TAREFAS A REALIZAR:
a: Liste todas as pessoas que aparecem identificadas pelo nome no texto sobre as tropas em Portland.
b: Reescreva o trecho do texto sobre as tropas em Portland que começa nas palavras "Assim que o" e termina após "ao menos temporariamente.", substituindo "presidente" por "mandatário".

TEXTO DO DOCUMENTO:
※ ※ ※
Em Oregon, uma juíza federal emitiu ordens bloqueando o envio de tropas de Trump a Portland. Um tribunal de apelações deve revisar a medida nos próximos dias.
“Esta é uma nação de leis constitucionais, não de lei marcial”, escreveu a juíza Karin Immergut, nomeada por Trump em seu primeiro mandato, em sua decisão publicada no sábado.
“Os réus apresentaram uma série de argumentos que, se aceitos, correm o risco de confundir a linha que separa o poder civil do poder militar federal — em detrimento desta nação.”
Assim que o tribunal de apelações emitir sua decisão, a Suprema Corte poderá intervir por meio de seu chamado shadow docket [ou “processo sombra”, em tradução livre, que descreve a prática da Corte de emitir decisões e ordens emergenciais de forma acelerada, sem o processo habitual de argumentação oral], publicando uma decisão que pode restringir a capacidade de Trump de usar o Exército em solo americano — ou conceder ao presidente liberdade total, ao menos temporariamente.
Esse tipo de revisão se tornou mais frequente recentemente, já que a maioria dos juízes da Suprema Corte, ao responder a petições de emergência apresentadas pelo governo Trump, tem permitido que as ações do presidente avancem enquanto as disputas legais seguem tramitando.
“Um cabo de guerra entre a Suprema Corte e os tribunais federais inferiores será uma força motriz no próximo mandato”, afirmou Samuel Bray, professor da Faculdade de Direito da Universidade de Chicago, em um pronunciamento no mês passado.
Nos próximos meses, contudo, a Suprema Corte deve enfrentar questões sobre o poder presidencial
REUTERS/Kevin Mohatt via BBC
Cabo de guerra
O uso frequente desse shadow docket tem sido criticado por juristas e políticos de tendência progressista, que consideram a prática um uso indevido da autoridade do tribunal.
As decisões costumam ser curtas, oferecendo pouca fundamentação jurídica e deixando juízes de instâncias inferiores sem orientação clara.
※ ※ ※
DADOS FORNECIDOS:
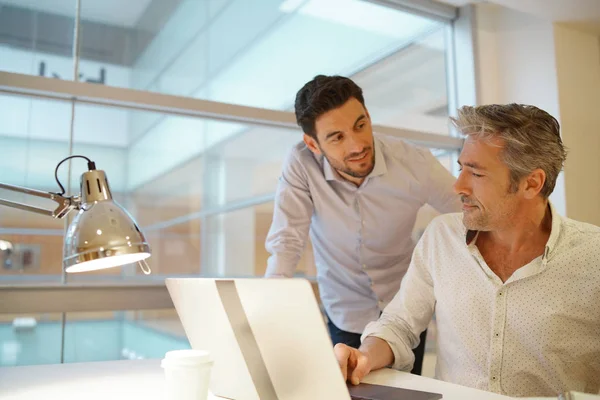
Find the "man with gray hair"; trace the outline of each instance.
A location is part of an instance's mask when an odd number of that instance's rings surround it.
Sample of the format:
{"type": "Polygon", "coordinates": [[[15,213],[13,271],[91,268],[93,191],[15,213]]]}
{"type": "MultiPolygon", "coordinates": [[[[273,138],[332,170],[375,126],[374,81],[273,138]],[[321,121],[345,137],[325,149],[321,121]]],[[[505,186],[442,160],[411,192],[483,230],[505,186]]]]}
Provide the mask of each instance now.
{"type": "Polygon", "coordinates": [[[431,222],[360,348],[336,346],[344,376],[410,369],[435,311],[438,379],[516,397],[598,393],[600,228],[548,200],[566,158],[558,122],[519,104],[463,107],[452,121],[466,135],[463,211],[431,222]]]}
※ ※ ※
RESPOSTAS ESCRITAS:
a: Trump; Karin Immergut; Samuel Bray; Kevin Mohatt.

b:
Assim que o tribunal de apelações emitir sua decisão, a Suprema Corte poderá intervir por meio de seu chamado shadow docket [ou “processo sombra”, em tradução livre, que descreve a prática da Corte de emitir decisões e ordens emergenciais de forma acelerada, sem o processo habitual de argumentação oral], publicando uma decisão que pode restringir a capacidade de Trump de usar o Exército em solo americano — ou conceder ao mandatário liberdade total, ao menos temporariamente.